- **Extrait à lire**
S'il est un continent où François Hollande peut immédiatement imposer un nouveau cours qui aille à l'encontre du quinquennat précédent, et très vite, c'est bien l'Afrique subsaharienne.
A l’opposé du mépris et de la violence du régime sarkosyste, le continent, et singulièrement l'Afrique francophone, n'attend qu’un signe du nouveau pouvoir pour mettre à bas nombre de régimes dictatoriaux et de démocratures oppressives, bien au delà de la Françafrique. Comme en 1981 ! A part qu’à l’époque la politique africaine de François Mitterrand contenait plus de continuités que de ruptures : le signe qu’attendaient les démocrates africains ne sera jamais donné, et le « discours de la Baule » fait rétrospectivement image de vœu pieux, ou de rideau de fumée, plutôt que de changement radical…
Les beaux discours, les enrobages, les commissions et remontrances ne suffisent pas : il faut des actes ! Tenants des dictatures et des continuités douteuses se livrent à chaque changement de régime parisien à une danse médiatique rituelle et à un discours bien rodé : « Françafrique » et, horreur suprême, « néocolonialisme » seraient à la fois des termes archaïques et dépassés, et des réalités abolies. Ou en voie de l’être. Bientôt, sans doute, demain certainement. Quand l’urgence au Mali, la fin de la crise à Paris, les graves priorités internationales le permettront. Ou pas !
Car dans la réalité politique, le temps est compté à François Hollande, à supposer qu’il veuille effectivement appliquer son programme de rupture et de démocratisation du continent. La fenêtre de tir est réduite : l’expérience montre qu’ après un an, les jeux sont faits, les ministres du changement - Jean Pierre Cot hier, Pascal Canfin demain ? - sont vite destitués et remplacés par des responsables à l’échine docile…
D’autant que des signes désastreux ont été donnés : réception d’autocrates à l’Elysée ou Bercy ; projets d’aide économique et militaire à des régimes africains à la légitimité douteuse – et, hélas ! la visite à Kinshasa s’inscrit dans cette symbolique de continuité dans les compromissions et les abandons successifs des bonnes intentions initiales..

- **Liste enregistrée**
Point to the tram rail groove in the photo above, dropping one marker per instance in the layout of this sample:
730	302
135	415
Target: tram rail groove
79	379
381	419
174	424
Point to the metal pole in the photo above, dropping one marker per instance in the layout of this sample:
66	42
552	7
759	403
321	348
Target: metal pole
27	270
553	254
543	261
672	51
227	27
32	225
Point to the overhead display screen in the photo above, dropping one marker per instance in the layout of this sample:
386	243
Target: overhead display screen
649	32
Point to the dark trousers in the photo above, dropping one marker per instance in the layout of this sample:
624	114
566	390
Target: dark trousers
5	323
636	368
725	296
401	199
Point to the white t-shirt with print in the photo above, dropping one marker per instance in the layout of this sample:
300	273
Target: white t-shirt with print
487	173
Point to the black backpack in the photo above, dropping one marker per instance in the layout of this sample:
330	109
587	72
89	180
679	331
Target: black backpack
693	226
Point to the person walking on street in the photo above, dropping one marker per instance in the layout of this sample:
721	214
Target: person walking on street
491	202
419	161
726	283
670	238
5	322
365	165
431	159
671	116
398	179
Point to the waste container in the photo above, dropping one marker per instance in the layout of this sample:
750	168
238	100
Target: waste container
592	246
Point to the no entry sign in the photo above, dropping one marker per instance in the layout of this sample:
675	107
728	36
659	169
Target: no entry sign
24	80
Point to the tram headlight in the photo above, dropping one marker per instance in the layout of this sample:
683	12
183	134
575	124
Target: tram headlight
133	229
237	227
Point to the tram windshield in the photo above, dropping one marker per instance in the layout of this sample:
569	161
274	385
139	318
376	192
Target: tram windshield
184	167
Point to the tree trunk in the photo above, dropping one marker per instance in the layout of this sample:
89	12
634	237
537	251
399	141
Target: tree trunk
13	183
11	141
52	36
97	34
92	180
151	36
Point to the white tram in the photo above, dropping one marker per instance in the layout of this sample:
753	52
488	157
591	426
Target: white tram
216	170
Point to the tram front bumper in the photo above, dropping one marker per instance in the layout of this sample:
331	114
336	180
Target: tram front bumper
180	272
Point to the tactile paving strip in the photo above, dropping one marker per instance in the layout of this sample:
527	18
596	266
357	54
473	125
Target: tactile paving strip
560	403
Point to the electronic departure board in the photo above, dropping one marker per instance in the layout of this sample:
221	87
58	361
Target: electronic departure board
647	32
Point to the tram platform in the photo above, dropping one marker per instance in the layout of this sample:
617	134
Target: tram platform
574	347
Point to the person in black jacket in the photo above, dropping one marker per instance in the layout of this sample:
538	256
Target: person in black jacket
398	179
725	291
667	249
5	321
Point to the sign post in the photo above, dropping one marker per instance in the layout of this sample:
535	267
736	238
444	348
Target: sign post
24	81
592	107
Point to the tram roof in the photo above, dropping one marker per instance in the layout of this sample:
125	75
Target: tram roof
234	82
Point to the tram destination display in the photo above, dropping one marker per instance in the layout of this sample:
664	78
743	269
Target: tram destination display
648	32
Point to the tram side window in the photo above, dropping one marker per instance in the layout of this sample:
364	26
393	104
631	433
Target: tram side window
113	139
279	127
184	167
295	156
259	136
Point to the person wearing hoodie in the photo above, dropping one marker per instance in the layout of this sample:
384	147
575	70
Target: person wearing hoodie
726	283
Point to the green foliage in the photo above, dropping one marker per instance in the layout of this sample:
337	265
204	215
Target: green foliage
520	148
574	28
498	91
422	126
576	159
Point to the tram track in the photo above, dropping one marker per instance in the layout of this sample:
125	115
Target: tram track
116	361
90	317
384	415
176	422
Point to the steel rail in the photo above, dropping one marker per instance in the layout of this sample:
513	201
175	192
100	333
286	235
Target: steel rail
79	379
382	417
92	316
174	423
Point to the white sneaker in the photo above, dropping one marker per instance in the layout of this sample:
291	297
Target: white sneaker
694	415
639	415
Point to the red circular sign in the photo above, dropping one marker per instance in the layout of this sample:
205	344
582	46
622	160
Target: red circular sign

- **Consigne à suivre**
Recopiez, dans le texte sur la politique africaine de François Hollande, le passage qui va de « S'il est un » jusqu'à « bien l'Afrique subsaharienne. ».

- **Réponse rédigée**
S'il est un continent où François Hollande peut immédiatement imposer un nouveau cours qui aille à l'encontre du quinquennat précédent, et très vite, c'est bien l'Afrique subsaharienne.